▶ _TEXT SECTION_
....

Verbal Interactions with Embodied Conversational Agents

Jonathan Ehret
Doctoral Consortium at ACM International Conference on Intelligent Virtual Agents (IVA) 2022

Embedding virtual humans into virtual reality (VR) applications can fulfill diverse needs. These, so-called, embodied conversational agents (ECAs) can simply enliven the virtual environments, act for example as training partners, tutors, or therapists, or serve as advanced (emotional) user interfaces to control immersive systems. The latter case is of special interest since we as human users are specifically good at interpreting other humans. ECAs can enhance their verbal communication with non-verbal behavior and thereby make communication more efficient. For example, backchannels, like nodding or signaling not understanding, can be used to give feedback while a user is speaking. Furthermore, gestures, gaze, posture, proxemics, and many more non-verbal behaviors can be applied. Additionally, turn-taking can be streamlined when the ECA understands when to take over the turn and signals willingness to yield it once done. While many of these aspects are already under investigation from very different disciplines, operationalizing those into versatile, virtually embodied human-computer interfaces remains an open challenge.

To this end, I conducted several studies investigating acoustical effects of ECAs' speech, both with regard to the auralization in the virtual environment and the speech signals used. Furthermore, I want to find guidelines for expressing both turn-taking and various backchannels that make interactions with such advanced embodied interfaces more efficient and pleasant, both when the ECA is speaking and during listening. Additionally, measuring social presence (i.e., the feeling of being there and interacting with a ``real'' person) is an important instrument for this kind of research, since I want to facilitate exactly those subconscious processes of understanding other humans, which we as humans are particularly good at. Therefore, I want to investigate objective measures for social presence.

....

[Region descriptions in natural language]
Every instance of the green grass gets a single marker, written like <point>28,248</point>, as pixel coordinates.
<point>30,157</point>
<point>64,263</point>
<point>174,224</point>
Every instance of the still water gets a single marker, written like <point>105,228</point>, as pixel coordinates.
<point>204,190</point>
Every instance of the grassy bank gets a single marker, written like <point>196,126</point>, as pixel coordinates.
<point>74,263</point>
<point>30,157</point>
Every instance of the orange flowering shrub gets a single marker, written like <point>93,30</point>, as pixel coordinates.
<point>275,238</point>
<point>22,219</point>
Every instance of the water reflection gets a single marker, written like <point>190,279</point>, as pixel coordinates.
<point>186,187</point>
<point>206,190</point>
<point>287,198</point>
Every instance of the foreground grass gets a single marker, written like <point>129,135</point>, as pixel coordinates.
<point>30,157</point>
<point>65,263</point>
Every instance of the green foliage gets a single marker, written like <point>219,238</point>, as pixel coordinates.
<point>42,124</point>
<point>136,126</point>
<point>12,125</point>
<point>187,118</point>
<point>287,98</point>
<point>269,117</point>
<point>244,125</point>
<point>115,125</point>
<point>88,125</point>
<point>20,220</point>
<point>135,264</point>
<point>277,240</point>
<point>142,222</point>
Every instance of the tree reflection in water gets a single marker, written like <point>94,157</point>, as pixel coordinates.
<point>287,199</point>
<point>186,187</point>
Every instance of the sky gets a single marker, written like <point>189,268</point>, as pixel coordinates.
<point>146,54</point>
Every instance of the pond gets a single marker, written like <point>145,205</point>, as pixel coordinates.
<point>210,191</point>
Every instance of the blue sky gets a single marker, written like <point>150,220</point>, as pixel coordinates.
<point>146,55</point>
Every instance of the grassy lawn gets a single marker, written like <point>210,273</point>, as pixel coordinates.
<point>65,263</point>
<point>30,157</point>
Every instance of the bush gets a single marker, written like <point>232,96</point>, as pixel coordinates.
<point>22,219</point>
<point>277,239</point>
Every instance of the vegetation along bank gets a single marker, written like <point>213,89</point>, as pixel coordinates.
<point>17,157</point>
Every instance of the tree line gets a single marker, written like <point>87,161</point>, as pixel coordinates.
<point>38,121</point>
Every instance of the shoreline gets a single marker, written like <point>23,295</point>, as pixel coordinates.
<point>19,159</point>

....

▶ _PROBLEM REQUIREMENTS_
What examples of backchannels does the text on embodied conversational agents give? The listing is material separate from the text on embodied conversational agents.

▶ _RESPONSE TO THE TASK_
Nodding or signaling not understanding.